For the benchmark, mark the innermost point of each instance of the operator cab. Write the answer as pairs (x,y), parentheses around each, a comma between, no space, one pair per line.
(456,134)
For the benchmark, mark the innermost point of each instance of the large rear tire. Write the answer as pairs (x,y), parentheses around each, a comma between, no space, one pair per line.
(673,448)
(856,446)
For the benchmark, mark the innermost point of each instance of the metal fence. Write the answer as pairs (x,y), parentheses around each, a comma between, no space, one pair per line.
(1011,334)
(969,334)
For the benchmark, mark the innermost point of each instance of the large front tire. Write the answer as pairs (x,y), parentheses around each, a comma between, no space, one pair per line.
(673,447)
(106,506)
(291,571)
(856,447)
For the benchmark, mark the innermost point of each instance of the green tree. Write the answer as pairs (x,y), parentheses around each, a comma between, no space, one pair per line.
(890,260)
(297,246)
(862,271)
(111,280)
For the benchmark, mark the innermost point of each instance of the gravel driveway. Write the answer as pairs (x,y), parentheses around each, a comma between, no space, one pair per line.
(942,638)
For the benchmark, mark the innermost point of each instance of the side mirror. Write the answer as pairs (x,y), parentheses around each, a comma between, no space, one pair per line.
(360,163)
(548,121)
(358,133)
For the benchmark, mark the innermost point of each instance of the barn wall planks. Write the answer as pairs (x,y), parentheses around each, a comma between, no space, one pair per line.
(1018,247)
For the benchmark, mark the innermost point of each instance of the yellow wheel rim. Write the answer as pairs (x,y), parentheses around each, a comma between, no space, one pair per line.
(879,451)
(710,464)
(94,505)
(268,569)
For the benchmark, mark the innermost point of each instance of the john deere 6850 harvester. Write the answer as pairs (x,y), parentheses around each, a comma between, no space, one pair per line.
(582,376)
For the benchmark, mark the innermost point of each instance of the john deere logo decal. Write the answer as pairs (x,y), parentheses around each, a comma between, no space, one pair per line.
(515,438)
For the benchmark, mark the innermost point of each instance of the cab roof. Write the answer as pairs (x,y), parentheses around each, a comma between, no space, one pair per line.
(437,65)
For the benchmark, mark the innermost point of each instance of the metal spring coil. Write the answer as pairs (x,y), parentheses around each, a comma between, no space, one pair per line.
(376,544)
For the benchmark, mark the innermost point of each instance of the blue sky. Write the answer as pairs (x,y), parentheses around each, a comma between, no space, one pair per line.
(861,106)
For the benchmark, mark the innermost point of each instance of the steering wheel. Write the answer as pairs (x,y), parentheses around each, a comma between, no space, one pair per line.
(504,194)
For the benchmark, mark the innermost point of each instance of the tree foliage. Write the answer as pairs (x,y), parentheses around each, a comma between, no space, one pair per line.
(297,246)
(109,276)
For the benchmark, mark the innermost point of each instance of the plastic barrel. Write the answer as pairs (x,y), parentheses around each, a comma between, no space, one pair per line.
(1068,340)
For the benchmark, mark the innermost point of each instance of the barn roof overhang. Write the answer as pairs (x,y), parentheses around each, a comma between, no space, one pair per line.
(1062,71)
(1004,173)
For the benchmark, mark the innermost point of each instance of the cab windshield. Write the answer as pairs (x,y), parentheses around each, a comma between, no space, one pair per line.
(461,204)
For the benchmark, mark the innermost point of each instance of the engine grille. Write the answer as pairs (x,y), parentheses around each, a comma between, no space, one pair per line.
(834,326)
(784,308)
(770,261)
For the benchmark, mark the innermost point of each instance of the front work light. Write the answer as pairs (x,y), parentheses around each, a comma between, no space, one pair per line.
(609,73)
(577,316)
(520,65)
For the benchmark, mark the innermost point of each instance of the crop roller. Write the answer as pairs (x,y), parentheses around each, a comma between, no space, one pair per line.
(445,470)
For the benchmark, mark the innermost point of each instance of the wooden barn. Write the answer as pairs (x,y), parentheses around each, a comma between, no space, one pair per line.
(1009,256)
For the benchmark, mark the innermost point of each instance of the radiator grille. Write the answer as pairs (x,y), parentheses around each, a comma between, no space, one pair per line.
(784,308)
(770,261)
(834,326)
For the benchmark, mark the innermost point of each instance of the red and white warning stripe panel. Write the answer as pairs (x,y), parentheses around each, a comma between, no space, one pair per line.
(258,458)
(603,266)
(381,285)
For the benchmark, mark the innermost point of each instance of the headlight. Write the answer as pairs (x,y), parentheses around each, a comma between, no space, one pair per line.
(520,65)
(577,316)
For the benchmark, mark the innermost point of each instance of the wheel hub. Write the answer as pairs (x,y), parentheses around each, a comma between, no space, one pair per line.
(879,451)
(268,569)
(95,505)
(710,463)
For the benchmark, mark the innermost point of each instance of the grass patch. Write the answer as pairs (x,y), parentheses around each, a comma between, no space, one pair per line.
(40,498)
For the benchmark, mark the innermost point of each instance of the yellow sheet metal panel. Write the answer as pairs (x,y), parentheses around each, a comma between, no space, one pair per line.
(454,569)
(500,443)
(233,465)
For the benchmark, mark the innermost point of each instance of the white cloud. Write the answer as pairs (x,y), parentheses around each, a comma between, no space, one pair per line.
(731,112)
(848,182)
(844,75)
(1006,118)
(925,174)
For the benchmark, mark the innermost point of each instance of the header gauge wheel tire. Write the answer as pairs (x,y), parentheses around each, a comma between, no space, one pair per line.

########################################

• [DIRECTIONS]
Could you write out the material again from the line with "the red and" through the end of the material, switching "instance" to "occurrence" and leaving everything else unchanged?

• [EXERCISE SOLUTION]
For the benchmark, mark the innermost point of each occurrence of the red and white warning stripe panel. Write the answer as pairs (x,y), parentheses around each, a comma between, no space, one pair per line.
(258,458)
(603,266)
(381,285)
For the benchmark, mark the innermost point of each occurrence of the headlight. Write the answer as pairs (x,y), parentheses around each, a comma between, no space, one pair per line.
(520,65)
(577,316)
For the benchmark, mark the innermost point of each occurrence of the wheel hub. Write the answer as pairs (x,y), parentheses around each, a comma between, no space, one pair per line.
(879,451)
(268,569)
(95,505)
(710,463)
For the benchmark, mark the innermost point of each occurrence of the grass patch. Write the answer as pairs (x,y), parentheses around each, a comma between, no space, one pair per line.
(40,498)
For the benchmark, mark the innermost point of each occurrence of the yellow sheet metal panel. Write the answer as pairs (x,y), parentheses around each, a comma between, no space, one pair per line.
(454,569)
(500,443)
(233,465)
For the benchmark, mark the innermost point of each occurrence of the white cloud. Write the answer as pairs (x,y), parentheses around each, a comma between, no space, one pair per line.
(731,112)
(848,182)
(844,75)
(1006,118)
(925,174)
For the benchmark, mark the innermost point of each occurrence of the header gauge wheel tire. Write the answer as pairs (x,y), parentheses around each, a comma between, no space, one pair per line.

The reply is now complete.